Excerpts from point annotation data
------------------------------------

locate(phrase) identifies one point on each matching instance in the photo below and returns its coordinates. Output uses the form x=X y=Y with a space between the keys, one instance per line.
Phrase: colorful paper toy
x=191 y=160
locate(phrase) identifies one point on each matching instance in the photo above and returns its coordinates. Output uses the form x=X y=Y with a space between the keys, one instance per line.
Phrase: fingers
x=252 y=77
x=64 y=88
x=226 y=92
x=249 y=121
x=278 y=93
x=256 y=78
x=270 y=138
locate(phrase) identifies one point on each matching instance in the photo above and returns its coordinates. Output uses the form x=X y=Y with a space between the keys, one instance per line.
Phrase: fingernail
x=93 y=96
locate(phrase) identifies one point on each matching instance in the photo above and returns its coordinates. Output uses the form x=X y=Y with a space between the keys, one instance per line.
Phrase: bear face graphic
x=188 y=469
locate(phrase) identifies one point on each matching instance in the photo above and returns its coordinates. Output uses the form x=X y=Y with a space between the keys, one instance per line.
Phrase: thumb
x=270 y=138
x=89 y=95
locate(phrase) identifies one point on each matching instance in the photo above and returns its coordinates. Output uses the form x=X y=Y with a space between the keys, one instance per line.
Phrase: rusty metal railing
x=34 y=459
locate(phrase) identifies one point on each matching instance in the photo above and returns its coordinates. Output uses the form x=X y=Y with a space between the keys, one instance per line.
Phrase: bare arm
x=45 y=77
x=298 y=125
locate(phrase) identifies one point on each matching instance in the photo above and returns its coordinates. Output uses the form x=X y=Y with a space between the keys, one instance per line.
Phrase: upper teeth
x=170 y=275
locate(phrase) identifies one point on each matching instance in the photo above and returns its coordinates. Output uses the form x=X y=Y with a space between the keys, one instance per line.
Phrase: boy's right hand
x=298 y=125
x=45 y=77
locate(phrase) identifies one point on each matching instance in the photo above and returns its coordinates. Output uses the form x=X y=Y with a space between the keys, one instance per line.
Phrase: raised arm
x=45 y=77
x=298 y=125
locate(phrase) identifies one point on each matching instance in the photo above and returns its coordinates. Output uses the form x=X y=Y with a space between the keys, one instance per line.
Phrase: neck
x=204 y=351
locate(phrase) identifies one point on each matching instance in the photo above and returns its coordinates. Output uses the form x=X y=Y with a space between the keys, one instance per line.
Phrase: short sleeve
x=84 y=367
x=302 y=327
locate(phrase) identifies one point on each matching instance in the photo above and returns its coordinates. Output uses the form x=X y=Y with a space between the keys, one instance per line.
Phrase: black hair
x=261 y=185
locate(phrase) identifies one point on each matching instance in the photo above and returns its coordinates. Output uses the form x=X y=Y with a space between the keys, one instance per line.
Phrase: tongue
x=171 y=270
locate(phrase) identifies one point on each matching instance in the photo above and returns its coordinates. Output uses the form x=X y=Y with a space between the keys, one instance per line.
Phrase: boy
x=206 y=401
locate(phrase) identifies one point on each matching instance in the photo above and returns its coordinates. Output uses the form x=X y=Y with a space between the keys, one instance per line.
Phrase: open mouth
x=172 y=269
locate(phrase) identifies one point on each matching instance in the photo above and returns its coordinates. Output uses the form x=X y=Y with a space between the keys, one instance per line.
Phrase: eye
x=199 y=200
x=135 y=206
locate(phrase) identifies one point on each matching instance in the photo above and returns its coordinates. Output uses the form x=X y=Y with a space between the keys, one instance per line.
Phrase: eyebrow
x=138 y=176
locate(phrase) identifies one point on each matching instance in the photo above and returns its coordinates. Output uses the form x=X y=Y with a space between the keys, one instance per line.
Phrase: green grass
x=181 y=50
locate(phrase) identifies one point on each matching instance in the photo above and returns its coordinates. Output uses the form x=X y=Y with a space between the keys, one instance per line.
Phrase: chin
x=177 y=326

------------------------------------

▶ _INSTRUCTION_: Reproduce every line of the items from the start through the line containing "x=191 y=160", shifting each coordinate in the answers by adding 26 and leaving all other lines unchanged.

▶ _ANSWER FOR THIS EXERCISE_:
locate(phrase) identifies one point on each matching instance in the photo below and returns its coordinates. Output uses the form x=X y=Y with a space between the keys, one instance per line.
Phrase: colorful paper toy
x=217 y=186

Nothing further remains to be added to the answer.